**WORK TO BE COMPLETED**. Reproduce the listing below from its start through the line containing "[114,245,377,401]", substituting "input frame" for "source frame" and keeping everything else the same. Leave the pictures out of your answer.
- - - - -
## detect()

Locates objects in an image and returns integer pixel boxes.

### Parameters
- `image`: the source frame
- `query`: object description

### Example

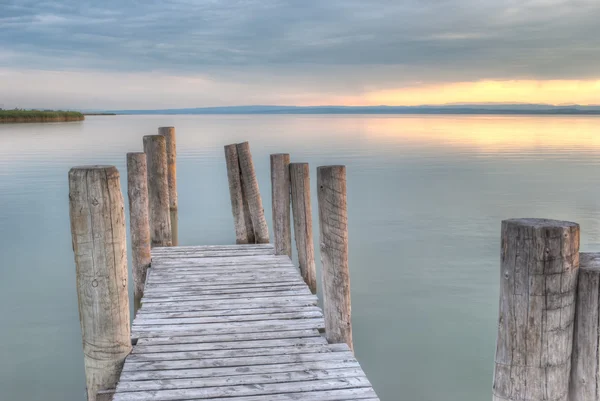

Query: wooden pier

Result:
[69,127,378,401]
[114,245,377,401]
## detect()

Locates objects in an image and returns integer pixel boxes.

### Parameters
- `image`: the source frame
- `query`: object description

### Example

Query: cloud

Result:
[0,0,600,103]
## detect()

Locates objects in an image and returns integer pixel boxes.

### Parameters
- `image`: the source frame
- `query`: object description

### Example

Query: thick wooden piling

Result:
[127,152,151,313]
[144,135,173,247]
[225,144,255,244]
[569,253,600,401]
[493,219,579,401]
[271,153,292,258]
[317,166,353,349]
[237,142,269,244]
[69,166,131,401]
[158,127,179,246]
[290,163,317,294]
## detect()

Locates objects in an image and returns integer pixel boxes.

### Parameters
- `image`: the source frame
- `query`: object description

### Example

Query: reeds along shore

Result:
[0,110,85,123]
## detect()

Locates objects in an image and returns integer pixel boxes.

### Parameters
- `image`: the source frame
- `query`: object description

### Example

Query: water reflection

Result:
[0,116,600,401]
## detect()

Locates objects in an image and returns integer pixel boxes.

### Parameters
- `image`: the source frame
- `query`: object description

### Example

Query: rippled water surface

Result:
[0,116,600,401]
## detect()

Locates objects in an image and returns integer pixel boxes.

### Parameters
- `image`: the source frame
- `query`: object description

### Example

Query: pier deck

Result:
[113,245,378,401]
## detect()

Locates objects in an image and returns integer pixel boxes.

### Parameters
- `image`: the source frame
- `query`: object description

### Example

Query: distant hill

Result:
[106,103,600,115]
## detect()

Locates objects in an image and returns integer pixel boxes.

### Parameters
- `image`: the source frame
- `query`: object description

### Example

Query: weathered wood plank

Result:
[113,387,379,401]
[137,329,321,345]
[133,311,323,326]
[121,354,360,382]
[118,367,365,392]
[123,344,355,372]
[114,377,371,401]
[132,336,327,354]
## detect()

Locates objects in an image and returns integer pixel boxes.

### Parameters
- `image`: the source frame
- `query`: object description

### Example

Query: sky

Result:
[0,0,600,109]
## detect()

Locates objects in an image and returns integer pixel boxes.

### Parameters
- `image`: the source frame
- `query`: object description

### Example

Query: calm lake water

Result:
[0,116,600,401]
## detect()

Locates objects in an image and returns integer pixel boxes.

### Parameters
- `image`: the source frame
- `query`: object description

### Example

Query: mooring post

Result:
[493,219,579,401]
[290,163,317,294]
[271,153,292,258]
[237,142,269,244]
[158,127,179,246]
[127,152,152,314]
[317,166,353,349]
[69,166,131,401]
[225,144,254,244]
[569,253,600,401]
[144,135,173,247]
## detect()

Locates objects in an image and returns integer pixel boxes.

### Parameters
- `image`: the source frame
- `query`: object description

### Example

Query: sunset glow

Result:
[364,79,600,106]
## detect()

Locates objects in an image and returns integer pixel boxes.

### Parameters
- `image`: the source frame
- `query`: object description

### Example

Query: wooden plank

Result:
[131,318,324,333]
[137,330,321,346]
[113,387,379,401]
[133,311,323,326]
[138,306,322,319]
[118,367,365,392]
[132,337,327,354]
[121,354,360,383]
[114,377,371,401]
[123,344,355,371]
[132,319,324,339]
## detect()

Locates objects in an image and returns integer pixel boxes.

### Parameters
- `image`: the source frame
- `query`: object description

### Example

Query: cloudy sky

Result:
[0,0,600,109]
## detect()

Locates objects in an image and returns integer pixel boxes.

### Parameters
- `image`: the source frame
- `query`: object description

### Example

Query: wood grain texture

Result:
[127,152,152,313]
[569,253,600,401]
[158,127,179,246]
[225,144,255,244]
[144,135,173,247]
[114,245,378,401]
[317,166,353,349]
[271,153,292,258]
[237,142,269,244]
[290,163,317,294]
[69,166,131,401]
[493,219,579,401]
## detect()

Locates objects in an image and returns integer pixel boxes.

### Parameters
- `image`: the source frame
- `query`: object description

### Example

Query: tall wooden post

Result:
[237,142,269,244]
[127,152,152,313]
[569,253,600,401]
[69,166,131,401]
[317,166,353,349]
[290,163,317,294]
[271,153,292,258]
[225,144,255,244]
[144,135,173,247]
[493,219,579,401]
[158,127,179,246]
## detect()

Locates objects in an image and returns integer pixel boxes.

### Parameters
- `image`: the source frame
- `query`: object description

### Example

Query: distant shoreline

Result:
[0,110,85,124]
[108,105,600,115]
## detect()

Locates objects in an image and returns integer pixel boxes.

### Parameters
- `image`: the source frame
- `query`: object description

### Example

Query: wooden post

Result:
[69,166,131,401]
[317,166,353,349]
[144,135,173,247]
[127,152,152,314]
[271,153,292,258]
[290,163,317,294]
[493,219,589,401]
[237,142,269,244]
[225,144,254,244]
[158,127,179,246]
[569,253,600,401]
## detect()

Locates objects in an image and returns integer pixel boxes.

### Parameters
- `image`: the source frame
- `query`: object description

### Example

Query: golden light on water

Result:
[358,116,600,153]
[363,80,600,106]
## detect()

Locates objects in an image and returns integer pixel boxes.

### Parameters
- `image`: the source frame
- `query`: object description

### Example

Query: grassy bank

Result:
[0,110,85,123]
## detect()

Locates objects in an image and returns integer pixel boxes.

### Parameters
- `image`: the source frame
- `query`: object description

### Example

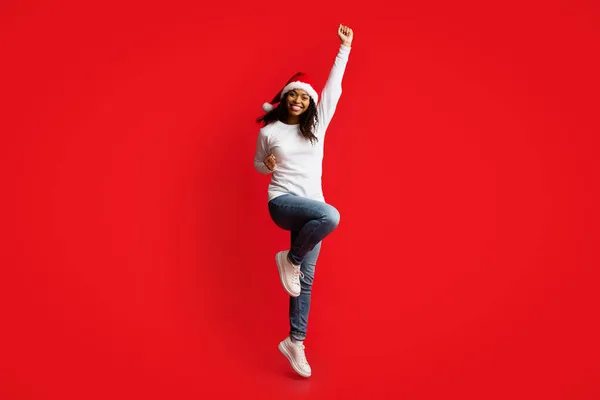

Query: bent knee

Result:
[326,206,340,229]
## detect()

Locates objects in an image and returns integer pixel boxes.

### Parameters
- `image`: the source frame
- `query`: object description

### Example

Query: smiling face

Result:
[286,89,310,117]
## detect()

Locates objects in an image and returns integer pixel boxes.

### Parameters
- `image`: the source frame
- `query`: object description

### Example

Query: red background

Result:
[0,0,600,400]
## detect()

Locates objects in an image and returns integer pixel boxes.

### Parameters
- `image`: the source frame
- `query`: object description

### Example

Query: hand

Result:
[338,24,354,47]
[263,154,277,171]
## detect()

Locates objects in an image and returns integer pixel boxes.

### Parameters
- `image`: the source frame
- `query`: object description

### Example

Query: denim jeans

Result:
[269,194,340,340]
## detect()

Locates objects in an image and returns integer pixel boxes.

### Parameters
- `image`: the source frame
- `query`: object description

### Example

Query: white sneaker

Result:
[277,336,312,378]
[275,250,302,297]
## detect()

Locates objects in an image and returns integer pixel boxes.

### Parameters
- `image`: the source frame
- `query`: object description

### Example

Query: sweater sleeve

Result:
[317,44,351,132]
[254,129,273,175]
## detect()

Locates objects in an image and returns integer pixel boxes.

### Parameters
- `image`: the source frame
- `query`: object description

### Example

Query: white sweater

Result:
[254,45,350,202]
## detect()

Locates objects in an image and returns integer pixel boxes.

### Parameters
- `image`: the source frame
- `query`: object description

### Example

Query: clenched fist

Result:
[263,154,277,171]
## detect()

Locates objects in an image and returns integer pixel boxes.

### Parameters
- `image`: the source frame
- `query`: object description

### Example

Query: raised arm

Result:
[317,25,354,132]
[254,129,273,175]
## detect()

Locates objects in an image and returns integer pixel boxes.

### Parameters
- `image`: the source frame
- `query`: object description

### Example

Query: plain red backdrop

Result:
[0,0,600,400]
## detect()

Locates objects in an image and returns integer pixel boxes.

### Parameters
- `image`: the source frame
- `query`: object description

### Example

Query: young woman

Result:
[254,25,353,377]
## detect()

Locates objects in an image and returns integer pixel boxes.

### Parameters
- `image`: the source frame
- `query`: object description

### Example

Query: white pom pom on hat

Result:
[262,72,319,113]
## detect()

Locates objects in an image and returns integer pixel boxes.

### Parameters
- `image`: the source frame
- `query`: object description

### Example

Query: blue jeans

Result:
[269,194,340,340]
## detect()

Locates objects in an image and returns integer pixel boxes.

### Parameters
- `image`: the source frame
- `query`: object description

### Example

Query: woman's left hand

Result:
[338,24,354,47]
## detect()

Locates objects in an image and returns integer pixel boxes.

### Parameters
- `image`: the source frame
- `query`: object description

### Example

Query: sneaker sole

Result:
[275,252,300,297]
[277,342,311,378]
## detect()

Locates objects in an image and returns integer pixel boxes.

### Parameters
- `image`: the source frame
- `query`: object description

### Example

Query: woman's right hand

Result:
[263,154,277,171]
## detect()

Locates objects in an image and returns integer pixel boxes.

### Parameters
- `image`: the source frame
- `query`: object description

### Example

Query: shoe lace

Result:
[293,265,304,278]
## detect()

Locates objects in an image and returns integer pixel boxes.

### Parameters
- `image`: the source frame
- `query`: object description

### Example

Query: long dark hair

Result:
[256,92,319,144]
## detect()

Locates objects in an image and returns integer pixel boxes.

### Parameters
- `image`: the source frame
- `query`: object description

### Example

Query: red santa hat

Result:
[263,72,319,113]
- - - - -
**EXPECTED ANSWER**.
## detect()

Locates objects in an image and returns integer pixel boxes.

### Parameters
- `image`: the input frame
- `query`: object description

### Example


Query: wooden pier

Result:
[69,127,378,401]
[114,245,377,401]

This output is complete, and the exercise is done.